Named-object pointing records
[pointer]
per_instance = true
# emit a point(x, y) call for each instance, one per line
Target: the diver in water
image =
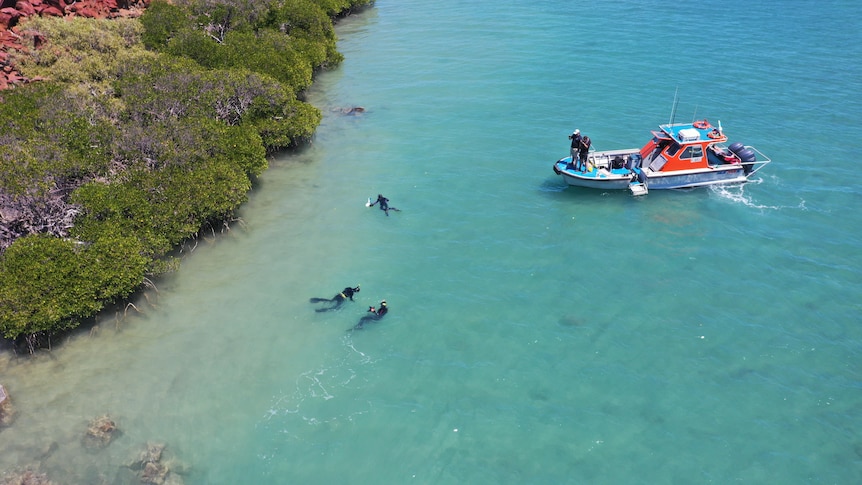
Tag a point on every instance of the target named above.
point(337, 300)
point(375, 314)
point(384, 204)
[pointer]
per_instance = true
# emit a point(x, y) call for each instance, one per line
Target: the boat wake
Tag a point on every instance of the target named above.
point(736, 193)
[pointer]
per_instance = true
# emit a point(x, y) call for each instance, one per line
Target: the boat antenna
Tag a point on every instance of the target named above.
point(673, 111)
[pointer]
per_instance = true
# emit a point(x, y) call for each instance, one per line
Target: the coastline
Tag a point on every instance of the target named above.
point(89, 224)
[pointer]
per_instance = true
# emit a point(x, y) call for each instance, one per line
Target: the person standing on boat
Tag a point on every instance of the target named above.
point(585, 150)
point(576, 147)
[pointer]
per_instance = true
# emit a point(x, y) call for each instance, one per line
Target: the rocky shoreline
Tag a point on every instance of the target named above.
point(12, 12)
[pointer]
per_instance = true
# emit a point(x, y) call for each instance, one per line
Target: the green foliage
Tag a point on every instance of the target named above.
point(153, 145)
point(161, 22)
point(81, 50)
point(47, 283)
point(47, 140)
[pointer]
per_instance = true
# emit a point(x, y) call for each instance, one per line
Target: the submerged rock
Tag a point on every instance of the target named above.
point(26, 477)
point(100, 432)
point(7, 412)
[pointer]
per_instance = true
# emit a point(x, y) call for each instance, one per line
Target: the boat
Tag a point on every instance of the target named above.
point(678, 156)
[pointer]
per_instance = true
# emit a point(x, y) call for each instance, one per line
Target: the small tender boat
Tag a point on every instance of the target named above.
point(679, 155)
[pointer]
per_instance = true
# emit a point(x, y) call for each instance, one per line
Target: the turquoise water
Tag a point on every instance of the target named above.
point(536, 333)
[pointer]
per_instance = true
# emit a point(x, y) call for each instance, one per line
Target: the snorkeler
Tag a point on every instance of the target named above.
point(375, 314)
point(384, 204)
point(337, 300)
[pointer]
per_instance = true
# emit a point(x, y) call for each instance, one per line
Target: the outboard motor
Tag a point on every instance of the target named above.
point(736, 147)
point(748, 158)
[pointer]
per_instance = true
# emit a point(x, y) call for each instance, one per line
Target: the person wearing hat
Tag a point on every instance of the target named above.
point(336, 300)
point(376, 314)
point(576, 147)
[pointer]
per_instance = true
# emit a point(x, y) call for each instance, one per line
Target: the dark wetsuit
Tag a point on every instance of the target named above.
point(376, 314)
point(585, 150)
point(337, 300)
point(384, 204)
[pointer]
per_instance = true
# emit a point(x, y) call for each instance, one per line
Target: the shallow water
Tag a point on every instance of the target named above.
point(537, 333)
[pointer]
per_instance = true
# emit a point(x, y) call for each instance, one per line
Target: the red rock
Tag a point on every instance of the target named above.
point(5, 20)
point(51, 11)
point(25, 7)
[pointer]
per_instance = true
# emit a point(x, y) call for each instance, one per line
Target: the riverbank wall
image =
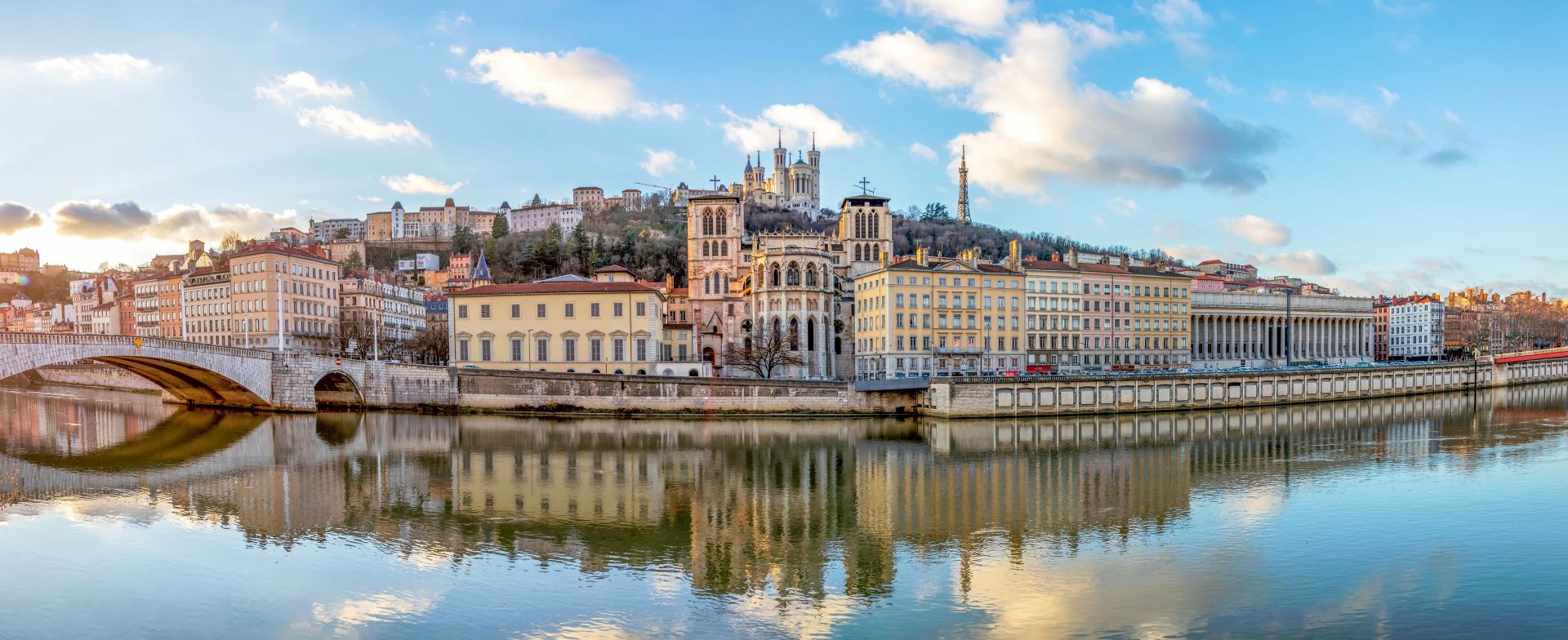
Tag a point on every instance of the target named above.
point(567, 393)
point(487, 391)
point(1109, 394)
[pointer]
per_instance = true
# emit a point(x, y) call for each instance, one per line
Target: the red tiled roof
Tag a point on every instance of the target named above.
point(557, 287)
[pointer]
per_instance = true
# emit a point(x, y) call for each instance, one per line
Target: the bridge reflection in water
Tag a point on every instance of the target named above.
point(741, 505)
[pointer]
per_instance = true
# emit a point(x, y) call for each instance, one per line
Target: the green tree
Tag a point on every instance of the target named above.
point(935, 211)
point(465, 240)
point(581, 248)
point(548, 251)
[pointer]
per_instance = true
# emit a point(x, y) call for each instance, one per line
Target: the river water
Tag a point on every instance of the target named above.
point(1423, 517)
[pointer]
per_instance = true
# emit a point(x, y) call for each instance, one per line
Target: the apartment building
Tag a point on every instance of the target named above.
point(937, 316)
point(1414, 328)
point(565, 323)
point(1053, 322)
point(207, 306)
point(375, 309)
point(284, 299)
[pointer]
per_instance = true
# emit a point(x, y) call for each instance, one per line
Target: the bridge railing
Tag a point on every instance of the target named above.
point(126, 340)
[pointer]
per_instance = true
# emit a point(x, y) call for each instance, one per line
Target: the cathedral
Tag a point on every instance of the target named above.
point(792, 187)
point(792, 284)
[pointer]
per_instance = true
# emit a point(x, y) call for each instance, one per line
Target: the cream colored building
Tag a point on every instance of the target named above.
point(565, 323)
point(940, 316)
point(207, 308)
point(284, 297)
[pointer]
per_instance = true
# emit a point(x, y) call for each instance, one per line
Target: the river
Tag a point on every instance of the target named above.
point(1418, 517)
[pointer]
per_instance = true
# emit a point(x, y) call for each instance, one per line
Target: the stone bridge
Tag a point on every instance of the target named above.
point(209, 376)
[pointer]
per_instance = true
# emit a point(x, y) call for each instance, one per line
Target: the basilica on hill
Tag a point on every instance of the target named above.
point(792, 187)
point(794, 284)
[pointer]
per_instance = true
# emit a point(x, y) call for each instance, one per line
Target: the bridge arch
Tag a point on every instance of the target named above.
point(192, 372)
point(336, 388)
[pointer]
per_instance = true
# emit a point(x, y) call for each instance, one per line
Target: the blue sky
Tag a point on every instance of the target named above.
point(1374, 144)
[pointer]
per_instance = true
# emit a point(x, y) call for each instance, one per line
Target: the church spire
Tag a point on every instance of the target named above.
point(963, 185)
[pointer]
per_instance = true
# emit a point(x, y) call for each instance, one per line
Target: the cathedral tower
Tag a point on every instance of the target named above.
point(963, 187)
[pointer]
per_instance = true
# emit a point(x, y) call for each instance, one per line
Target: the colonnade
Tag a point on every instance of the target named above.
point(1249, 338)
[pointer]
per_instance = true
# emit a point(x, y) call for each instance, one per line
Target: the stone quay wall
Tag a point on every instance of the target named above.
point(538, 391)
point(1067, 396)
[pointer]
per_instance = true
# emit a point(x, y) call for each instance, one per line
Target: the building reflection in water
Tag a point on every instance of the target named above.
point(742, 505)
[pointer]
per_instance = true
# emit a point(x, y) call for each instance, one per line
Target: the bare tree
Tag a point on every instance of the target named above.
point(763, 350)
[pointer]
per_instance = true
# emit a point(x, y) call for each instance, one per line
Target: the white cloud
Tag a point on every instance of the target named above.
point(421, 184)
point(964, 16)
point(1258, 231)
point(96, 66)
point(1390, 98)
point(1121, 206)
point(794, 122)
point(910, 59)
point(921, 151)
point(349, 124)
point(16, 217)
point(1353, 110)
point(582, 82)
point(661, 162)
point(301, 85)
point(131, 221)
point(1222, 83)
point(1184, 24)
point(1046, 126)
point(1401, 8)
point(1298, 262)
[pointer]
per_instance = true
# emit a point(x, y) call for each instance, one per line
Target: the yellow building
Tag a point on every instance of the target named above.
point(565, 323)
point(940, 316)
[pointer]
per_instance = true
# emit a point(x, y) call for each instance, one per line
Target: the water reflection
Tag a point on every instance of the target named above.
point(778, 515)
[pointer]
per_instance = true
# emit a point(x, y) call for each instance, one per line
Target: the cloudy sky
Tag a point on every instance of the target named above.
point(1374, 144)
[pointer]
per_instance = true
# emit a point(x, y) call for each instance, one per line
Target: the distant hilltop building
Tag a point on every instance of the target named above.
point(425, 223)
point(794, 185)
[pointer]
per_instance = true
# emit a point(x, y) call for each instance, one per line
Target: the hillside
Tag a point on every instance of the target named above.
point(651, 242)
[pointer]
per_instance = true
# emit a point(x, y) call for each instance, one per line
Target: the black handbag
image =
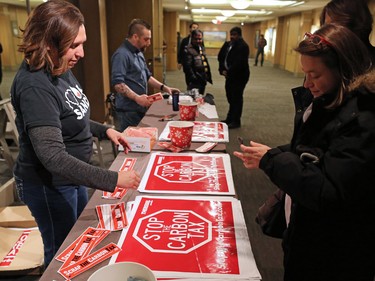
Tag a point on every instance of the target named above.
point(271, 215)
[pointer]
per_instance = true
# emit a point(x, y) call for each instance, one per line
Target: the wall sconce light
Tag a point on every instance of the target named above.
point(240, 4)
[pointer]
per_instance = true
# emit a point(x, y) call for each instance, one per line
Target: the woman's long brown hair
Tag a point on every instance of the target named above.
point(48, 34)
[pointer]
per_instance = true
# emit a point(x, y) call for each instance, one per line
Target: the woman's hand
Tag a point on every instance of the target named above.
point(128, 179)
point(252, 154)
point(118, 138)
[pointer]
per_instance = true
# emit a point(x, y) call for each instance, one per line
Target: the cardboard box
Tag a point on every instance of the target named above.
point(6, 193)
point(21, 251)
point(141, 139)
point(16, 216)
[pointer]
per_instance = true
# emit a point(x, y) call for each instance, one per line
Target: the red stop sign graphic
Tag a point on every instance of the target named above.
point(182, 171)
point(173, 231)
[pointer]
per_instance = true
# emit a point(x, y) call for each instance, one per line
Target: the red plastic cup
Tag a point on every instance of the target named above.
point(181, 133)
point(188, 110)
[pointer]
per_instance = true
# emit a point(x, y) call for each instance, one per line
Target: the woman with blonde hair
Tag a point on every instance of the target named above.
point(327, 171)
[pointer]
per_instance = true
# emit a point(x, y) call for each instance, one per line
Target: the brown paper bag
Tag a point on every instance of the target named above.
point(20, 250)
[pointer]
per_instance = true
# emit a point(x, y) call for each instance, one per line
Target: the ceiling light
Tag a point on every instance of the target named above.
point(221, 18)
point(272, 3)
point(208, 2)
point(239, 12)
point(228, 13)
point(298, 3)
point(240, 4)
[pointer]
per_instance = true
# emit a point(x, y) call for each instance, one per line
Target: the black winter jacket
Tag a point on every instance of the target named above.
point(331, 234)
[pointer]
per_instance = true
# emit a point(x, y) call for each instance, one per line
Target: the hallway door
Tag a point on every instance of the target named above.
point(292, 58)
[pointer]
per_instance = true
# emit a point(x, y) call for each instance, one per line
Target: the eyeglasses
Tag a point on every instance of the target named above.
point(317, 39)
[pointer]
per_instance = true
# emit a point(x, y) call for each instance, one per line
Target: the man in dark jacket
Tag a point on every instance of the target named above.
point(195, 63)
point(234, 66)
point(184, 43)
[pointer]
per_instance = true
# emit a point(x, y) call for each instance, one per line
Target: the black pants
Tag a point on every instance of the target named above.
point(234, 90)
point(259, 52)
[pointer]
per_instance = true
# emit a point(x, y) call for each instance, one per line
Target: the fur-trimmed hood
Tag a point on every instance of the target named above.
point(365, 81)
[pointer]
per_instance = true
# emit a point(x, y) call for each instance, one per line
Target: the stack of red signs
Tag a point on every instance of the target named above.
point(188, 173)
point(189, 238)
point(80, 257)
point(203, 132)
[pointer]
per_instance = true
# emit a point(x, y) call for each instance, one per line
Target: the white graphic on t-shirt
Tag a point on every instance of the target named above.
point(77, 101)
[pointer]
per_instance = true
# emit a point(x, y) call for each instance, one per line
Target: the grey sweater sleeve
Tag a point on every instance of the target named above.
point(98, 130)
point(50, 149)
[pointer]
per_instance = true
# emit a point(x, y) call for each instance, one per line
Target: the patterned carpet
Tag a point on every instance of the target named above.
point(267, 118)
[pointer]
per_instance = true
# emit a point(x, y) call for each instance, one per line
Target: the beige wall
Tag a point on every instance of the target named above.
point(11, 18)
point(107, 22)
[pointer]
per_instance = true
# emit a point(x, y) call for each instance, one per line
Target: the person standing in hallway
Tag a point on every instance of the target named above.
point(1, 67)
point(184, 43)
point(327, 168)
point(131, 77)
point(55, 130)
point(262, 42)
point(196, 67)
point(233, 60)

__Exercise__
Reproduce the material from its beginning through the line containing "point(7, 412)", inclusive, substituting "Place a point" for each occurrence of "Tag a point" and changing nothing else. Omit the pictures from the answer.

__Answer to the task__
[pointer]
per_instance = true
# emit a point(x, y) call for each instance, one per line
Target: the diver in water
image =
Place a point on every instance of the target named above.
point(337, 300)
point(375, 314)
point(384, 204)
[pointer]
per_instance = true
# emit a point(x, y) call for each instance, one per line
Target: the boat wake
Place a point on every instance of the target named above.
point(736, 193)
[pointer]
per_instance = true
# emit a point(x, y) call for each instance, one per line
Target: the boat antenna
Place a point on every instance of the target named above.
point(673, 111)
[pointer]
per_instance = true
# emit a point(x, y) call for each instance, one per line
Target: the coastline
Place a point on every instance of the target named above.
point(89, 224)
[pointer]
per_instance = true
# emit a point(x, y) call for each instance, one per line
Target: the person standing on boat
Place a point on every instance of the target named above.
point(585, 150)
point(576, 147)
[pointer]
per_instance = true
# emit a point(x, y) call for each instance, one per line
Target: the rocky shoreline
Place a point on every instance of the target named above.
point(12, 12)
[pointer]
per_instance = true
# emit a point(x, y) call for each instance, one per line
Target: the green foliage
Place a point on every instance of the target named above.
point(153, 145)
point(161, 22)
point(81, 50)
point(47, 283)
point(47, 140)
[pointer]
per_instance = true
# emit a point(x, y) call for each instance, one per line
Target: the submerged rock
Place a point on every instance of the target named above.
point(26, 477)
point(100, 432)
point(7, 412)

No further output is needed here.